[Directions for this task]:
Copy out, word for word, only the lines in the records below that start with the line containing "Phrase: outer hoop ring" and run through the line containing "Phrase: wooden plank", including both of those lines.

[Given information]:
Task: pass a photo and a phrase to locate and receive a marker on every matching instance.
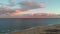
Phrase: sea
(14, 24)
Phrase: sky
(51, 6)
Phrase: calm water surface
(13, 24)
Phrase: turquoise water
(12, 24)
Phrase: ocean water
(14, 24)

...

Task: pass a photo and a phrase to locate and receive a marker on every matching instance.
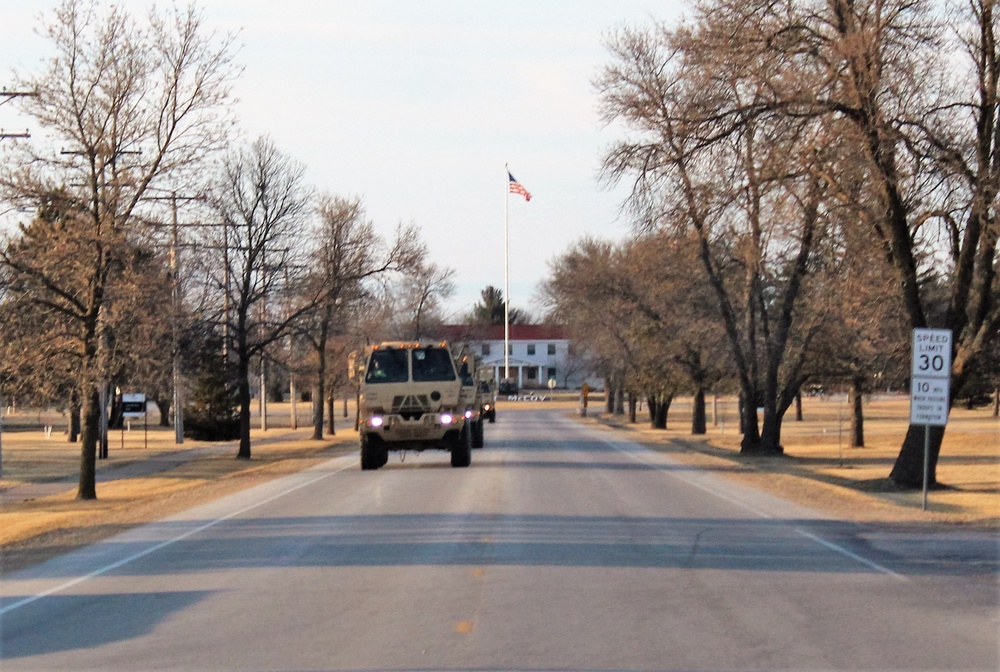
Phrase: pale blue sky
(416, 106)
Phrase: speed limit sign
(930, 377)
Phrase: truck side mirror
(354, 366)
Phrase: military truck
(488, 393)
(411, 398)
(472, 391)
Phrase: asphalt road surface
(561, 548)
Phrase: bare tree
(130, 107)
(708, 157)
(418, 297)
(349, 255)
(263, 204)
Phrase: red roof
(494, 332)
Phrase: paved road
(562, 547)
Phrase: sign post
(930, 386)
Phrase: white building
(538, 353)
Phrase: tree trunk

---

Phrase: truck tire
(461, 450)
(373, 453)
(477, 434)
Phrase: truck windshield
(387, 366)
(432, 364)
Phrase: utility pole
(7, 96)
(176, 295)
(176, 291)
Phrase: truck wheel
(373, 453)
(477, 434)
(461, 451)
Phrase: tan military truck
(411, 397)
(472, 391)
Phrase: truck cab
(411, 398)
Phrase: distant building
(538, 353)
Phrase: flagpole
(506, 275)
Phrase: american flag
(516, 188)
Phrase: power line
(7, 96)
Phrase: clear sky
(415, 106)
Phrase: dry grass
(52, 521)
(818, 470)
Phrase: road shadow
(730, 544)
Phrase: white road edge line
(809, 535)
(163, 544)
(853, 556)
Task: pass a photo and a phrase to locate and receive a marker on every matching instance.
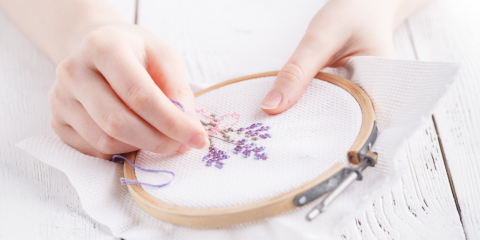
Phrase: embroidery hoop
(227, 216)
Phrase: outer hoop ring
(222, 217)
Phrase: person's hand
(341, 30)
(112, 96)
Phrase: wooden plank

[Result of the task]:
Phrase: outer hoop ring
(222, 217)
Phrase: person's hand
(341, 30)
(112, 96)
Phrase: wooden plank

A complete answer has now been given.